*Passage*:

From: Brian on
On Jan 24, 9:33 pm, Archimedes Plutonium
<plutonium.archime...(a)gmail.com> wrote:
> Brian wrote:
> > You have the number of ways q quanta can be arranged.  Next you have
> > the number of ways of arranging these arrangements.   Continue long
> > enough and you'll eventually surpass the "largest number" in finitely
> > many steps.

Try again, this time actually addressing this point.

>
> Finite-number, not finite set.

A number is finite if it is the cardinality (cardinal number) of a
finite set. (If we're talking natural numbers.)
From: A on
On Jan 25, 10:30 am, Brian <tenn...(a)gmail.com> wrote:
> On Jan 24, 9:33 pm, Archimedes Plutonium
>
> <plutonium.archime...(a)gmail.com> wrote:
> > Brian wrote:
> > > You have the number of ways q quanta can be arranged.  Next you have
> > > the number of ways of arranging these arrangements.   Continue long
> > > enough and you'll eventually surpass the "largest number" in finitely
> > > many steps.

*Records from a data collection*:
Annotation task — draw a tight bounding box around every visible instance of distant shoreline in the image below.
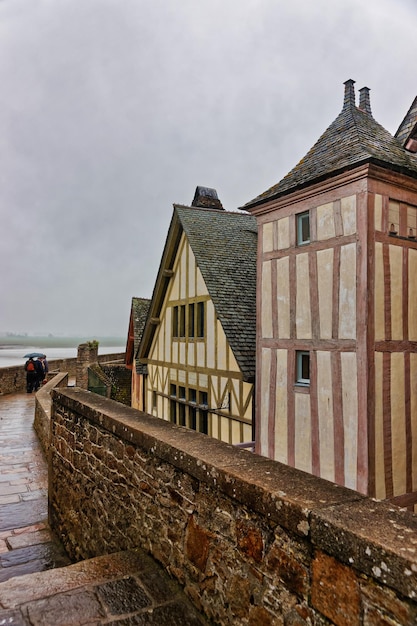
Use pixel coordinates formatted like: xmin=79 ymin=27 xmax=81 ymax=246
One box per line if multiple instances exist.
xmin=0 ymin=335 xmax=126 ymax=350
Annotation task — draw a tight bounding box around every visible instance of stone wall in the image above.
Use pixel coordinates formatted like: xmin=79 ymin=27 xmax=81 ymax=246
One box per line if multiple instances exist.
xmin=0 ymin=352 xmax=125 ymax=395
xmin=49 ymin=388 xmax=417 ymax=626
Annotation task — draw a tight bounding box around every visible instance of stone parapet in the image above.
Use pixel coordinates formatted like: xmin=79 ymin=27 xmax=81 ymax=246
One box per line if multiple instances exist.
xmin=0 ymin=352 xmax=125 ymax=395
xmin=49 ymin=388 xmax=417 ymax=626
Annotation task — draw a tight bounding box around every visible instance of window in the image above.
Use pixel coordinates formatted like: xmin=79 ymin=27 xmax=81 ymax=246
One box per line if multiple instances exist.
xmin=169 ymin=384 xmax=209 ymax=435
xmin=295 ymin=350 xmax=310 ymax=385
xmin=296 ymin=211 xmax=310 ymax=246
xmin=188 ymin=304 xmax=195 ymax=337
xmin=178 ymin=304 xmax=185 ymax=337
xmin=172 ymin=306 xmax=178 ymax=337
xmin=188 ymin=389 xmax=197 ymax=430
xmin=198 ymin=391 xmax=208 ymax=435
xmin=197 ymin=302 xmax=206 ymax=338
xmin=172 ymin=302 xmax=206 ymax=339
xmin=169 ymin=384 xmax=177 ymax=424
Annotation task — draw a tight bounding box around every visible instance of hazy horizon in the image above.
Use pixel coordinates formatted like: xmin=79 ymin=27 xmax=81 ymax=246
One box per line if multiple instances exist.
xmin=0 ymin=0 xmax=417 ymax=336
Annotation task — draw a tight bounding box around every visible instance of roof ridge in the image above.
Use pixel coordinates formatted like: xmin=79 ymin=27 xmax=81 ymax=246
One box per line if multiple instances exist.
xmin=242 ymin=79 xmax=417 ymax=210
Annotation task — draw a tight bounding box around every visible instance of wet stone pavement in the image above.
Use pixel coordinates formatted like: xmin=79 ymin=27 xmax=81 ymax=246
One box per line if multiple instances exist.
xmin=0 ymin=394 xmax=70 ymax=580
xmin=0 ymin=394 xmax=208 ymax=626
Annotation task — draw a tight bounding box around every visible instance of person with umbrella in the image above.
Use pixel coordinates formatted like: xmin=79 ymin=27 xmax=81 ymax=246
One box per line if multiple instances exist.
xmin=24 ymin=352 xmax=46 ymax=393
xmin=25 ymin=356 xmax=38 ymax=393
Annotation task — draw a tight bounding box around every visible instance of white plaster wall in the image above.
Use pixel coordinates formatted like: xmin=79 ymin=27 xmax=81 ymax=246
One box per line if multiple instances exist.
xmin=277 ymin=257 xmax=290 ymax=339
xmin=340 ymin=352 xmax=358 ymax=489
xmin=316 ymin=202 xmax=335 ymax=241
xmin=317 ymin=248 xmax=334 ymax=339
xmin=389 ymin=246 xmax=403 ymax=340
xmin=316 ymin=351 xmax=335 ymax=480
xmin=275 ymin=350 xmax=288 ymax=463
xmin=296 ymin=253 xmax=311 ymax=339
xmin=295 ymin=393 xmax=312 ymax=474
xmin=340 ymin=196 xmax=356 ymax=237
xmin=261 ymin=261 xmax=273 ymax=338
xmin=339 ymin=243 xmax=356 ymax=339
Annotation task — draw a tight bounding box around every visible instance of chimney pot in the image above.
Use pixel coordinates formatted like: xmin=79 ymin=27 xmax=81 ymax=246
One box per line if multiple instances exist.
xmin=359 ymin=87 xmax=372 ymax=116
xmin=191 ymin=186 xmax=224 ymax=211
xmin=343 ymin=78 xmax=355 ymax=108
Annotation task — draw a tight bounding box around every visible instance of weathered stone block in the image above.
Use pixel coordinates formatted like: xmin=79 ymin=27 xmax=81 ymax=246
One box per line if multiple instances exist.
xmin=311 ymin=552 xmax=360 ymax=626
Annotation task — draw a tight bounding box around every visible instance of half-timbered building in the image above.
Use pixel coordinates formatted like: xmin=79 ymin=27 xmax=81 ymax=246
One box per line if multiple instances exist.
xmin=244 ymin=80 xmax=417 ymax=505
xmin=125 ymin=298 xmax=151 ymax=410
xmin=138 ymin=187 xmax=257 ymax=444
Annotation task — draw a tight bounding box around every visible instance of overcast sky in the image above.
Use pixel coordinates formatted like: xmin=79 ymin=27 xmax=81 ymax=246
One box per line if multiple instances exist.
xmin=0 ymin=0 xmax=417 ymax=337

*Tasks to perform*:
1. Answer these questions from the newsgroup thread:
(a) At what time on Jan 24 did Archimedes Plutonium write the message that Brian quotes?
(b) According to Brian, when is a number finite?
(c) What date and time does the second message give for Brian's post?
2. Copy the part of the newsgroup thread that starts with "Try again, this" and ends with "talking natural numbers.)".
3. Carry on the newsgroup thread about the largest finite number from the point where it stops.

*Expected outputs*:
1.
(a) 9:33 pm
(b) When it is the cardinality (cardinal number) of a finite set, if natural numbers are meant.
(c) Jan 25, 10:30 am

2.
Try again, this time actually addressing this point.

>
> Finite-number, not finite set.

A number is finite if it is the cardinality (cardinal number) of a
finite set. (If we're talking natural numbers.)

3.
>
> Try again, this time actually addressing this point.
>
>
>
> > Finite-number, not finite set.
>
> A number is finite if it is the cardinality (cardinal number) of a
> finite set. (If we're talking natural numbers.)


AP has already claimed (in this thread) that the notion of number is
not logically dependent on the notion of sets--evidently he doesn't
think numbers are what we use to count things.